Material supplied Block Start
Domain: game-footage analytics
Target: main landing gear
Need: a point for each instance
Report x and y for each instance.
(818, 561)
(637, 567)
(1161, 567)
Material supplied Block End
— Exercise —
Print each entry exactly as it appears above.

— Output below —
Domain: game-footage analytics
Target: main landing gear
Need: a point for each instance
Report x and y for each instance.
(818, 561)
(637, 567)
(1161, 567)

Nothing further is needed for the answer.